• [Exercise prompt]
Reproduce each of the lines word for word.
= = = = =
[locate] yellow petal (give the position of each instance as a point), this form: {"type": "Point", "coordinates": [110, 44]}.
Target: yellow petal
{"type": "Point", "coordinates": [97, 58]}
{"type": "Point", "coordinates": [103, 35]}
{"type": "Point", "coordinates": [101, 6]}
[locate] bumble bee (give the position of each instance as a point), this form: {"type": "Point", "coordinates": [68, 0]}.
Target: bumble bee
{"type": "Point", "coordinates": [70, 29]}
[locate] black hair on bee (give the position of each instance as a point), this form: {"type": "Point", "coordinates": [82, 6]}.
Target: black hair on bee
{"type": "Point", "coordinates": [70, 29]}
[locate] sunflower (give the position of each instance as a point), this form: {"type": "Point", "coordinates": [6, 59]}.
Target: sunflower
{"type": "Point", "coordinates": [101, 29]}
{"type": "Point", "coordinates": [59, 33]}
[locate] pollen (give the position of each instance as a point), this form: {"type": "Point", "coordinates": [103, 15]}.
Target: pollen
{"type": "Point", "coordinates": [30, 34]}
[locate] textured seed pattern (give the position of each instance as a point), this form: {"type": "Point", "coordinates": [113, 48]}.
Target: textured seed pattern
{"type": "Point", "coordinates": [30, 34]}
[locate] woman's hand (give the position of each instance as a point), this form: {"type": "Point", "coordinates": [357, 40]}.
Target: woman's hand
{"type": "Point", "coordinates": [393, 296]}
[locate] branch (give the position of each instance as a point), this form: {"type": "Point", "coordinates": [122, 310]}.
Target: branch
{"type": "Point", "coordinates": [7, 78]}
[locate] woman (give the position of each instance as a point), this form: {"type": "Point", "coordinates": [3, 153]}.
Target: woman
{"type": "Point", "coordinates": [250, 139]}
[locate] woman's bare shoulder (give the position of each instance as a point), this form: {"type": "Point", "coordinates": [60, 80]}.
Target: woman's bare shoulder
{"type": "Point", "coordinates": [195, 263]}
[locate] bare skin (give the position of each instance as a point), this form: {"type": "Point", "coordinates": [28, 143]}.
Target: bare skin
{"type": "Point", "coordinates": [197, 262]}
= = = = =
• [Exercise response]
[locate] yellow petal (give the position of each instance as a point), this form: {"type": "Point", "coordinates": [110, 44]}.
Target: yellow petal
{"type": "Point", "coordinates": [97, 58]}
{"type": "Point", "coordinates": [103, 35]}
{"type": "Point", "coordinates": [101, 6]}
[locate] bumble bee (give the position of each instance as a point), this form: {"type": "Point", "coordinates": [68, 0]}.
Target: bumble bee
{"type": "Point", "coordinates": [70, 29]}
[locate] black hair on bee (give the position of each instance as a point), this form: {"type": "Point", "coordinates": [82, 6]}.
Target: black hair on bee
{"type": "Point", "coordinates": [70, 29]}
[locate] sunflower (give the position of each instance as a point), this form: {"type": "Point", "coordinates": [6, 59]}.
Target: sunflower
{"type": "Point", "coordinates": [101, 29]}
{"type": "Point", "coordinates": [59, 33]}
[locate] pollen (give the position of each instance as a point), this form: {"type": "Point", "coordinates": [103, 15]}.
Target: pollen
{"type": "Point", "coordinates": [30, 34]}
[locate] textured seed pattern (give the position of each instance as a point), this form: {"type": "Point", "coordinates": [113, 48]}.
Target: textured seed pattern
{"type": "Point", "coordinates": [30, 34]}
[locate] woman's hand (give the position of each instance as a point), this form: {"type": "Point", "coordinates": [357, 40]}.
Target: woman's hand
{"type": "Point", "coordinates": [393, 296]}
[locate] branch (give the position of each instance as a point), this form: {"type": "Point", "coordinates": [122, 310]}.
Target: branch
{"type": "Point", "coordinates": [7, 78]}
[locate] woman (give the position of each instance as a point), this form: {"type": "Point", "coordinates": [3, 153]}.
Target: woman
{"type": "Point", "coordinates": [250, 139]}
[locate] woman's bare shoulder (give the position of each instance as a point), this form: {"type": "Point", "coordinates": [60, 80]}.
Target: woman's bare shoulder
{"type": "Point", "coordinates": [195, 263]}
[locate] bare skin (give the position of each instance as a point), this form: {"type": "Point", "coordinates": [28, 143]}.
Target: bare skin
{"type": "Point", "coordinates": [197, 262]}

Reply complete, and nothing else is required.